→ Written task: Entries follow. Set all of them down as they stand.

(Source data)
======

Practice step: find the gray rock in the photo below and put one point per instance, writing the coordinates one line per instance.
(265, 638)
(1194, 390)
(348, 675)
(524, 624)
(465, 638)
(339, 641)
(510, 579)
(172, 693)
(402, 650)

======

→ Answer for the task:
Practice step: find the gray rock in the photo below and put one point per instance, writing the coordinates one line per instance.
(265, 638)
(1194, 390)
(348, 675)
(524, 624)
(465, 638)
(339, 641)
(510, 579)
(172, 693)
(402, 650)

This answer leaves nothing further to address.